Which rows below contain the string "field", matching case exactly? List each of those rows in full.
+===+
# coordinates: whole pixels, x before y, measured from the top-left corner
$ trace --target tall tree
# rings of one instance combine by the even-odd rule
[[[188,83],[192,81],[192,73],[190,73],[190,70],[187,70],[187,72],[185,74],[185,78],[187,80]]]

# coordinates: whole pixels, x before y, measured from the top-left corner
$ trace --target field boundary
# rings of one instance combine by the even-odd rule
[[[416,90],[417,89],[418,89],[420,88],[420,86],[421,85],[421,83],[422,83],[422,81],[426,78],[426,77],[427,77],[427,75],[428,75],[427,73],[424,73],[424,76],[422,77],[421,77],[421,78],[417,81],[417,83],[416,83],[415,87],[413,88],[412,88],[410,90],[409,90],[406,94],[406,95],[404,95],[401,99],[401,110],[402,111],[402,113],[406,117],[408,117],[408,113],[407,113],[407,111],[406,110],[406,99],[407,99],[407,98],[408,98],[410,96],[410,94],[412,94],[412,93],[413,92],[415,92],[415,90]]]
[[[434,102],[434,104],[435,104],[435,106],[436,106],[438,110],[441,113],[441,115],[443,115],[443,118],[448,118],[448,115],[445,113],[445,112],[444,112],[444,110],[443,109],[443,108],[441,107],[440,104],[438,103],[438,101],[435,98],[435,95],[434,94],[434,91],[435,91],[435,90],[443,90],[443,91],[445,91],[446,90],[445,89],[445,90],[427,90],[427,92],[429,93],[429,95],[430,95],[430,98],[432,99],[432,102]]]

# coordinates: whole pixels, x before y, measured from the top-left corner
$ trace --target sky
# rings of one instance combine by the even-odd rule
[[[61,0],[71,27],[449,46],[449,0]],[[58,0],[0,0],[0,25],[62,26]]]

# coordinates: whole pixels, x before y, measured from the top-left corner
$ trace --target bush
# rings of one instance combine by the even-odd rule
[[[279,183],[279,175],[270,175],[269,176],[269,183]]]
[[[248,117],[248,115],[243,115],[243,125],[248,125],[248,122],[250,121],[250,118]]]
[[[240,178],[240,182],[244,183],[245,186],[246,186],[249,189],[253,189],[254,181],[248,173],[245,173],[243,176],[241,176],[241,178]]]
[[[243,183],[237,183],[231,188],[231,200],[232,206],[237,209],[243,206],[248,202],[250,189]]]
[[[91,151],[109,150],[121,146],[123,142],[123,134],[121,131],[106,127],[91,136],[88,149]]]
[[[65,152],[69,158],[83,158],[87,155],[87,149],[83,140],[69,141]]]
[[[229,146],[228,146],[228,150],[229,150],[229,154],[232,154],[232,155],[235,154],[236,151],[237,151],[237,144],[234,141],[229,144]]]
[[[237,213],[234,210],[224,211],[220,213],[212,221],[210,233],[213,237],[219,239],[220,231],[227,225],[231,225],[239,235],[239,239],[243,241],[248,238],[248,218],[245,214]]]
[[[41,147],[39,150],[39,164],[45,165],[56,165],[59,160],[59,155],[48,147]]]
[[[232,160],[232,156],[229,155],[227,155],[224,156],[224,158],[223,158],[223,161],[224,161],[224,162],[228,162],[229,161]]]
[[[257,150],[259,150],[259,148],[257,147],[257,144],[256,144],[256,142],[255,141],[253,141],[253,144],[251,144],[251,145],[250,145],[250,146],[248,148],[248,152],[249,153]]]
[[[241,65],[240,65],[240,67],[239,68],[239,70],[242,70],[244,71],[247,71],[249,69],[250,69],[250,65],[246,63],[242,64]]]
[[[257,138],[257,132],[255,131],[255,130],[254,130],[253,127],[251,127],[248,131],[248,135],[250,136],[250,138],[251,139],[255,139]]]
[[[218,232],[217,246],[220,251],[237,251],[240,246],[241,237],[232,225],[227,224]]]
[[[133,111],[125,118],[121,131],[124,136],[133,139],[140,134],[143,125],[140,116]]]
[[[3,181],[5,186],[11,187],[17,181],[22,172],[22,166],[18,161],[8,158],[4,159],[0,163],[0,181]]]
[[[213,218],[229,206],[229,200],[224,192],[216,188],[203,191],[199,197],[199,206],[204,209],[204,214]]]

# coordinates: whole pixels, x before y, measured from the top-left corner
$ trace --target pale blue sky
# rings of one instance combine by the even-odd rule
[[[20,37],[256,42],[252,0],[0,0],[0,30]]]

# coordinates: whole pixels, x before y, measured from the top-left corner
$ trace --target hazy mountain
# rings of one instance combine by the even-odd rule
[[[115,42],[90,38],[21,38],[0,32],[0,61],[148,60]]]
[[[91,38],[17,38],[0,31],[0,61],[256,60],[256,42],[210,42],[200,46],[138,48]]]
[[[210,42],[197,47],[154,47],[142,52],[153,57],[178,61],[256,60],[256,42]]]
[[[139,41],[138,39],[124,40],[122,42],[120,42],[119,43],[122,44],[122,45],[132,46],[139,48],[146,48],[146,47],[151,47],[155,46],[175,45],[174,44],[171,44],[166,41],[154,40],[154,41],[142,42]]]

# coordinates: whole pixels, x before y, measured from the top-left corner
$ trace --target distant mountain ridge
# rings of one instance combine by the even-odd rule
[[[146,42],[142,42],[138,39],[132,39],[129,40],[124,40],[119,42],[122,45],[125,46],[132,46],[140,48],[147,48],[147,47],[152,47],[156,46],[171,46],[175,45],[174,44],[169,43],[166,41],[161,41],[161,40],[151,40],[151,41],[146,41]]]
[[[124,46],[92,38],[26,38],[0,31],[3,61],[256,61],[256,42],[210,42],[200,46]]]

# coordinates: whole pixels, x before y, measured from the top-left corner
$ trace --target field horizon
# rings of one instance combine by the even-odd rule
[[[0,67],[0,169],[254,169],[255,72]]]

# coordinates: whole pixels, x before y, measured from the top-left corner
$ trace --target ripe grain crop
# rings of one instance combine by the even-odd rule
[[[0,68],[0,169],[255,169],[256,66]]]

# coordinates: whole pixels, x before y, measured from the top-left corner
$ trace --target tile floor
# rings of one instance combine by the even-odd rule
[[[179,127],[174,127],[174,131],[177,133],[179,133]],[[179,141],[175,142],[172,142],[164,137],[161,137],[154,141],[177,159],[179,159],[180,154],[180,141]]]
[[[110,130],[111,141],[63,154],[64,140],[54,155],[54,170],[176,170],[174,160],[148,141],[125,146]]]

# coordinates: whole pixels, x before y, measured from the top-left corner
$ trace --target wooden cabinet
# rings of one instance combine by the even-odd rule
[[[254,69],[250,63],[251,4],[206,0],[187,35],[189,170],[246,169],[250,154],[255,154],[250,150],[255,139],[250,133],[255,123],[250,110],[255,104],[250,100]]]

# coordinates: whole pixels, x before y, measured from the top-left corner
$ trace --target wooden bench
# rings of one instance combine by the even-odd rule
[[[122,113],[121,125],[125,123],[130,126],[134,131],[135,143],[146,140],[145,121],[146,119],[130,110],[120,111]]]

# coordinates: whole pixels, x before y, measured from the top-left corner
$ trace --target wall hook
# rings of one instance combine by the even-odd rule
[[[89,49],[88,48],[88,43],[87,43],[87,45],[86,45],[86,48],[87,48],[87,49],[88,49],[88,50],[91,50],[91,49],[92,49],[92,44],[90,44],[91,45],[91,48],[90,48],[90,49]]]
+===+
WRITTEN REPLY:
$ trace --target field boundary
$ trace --target field horizon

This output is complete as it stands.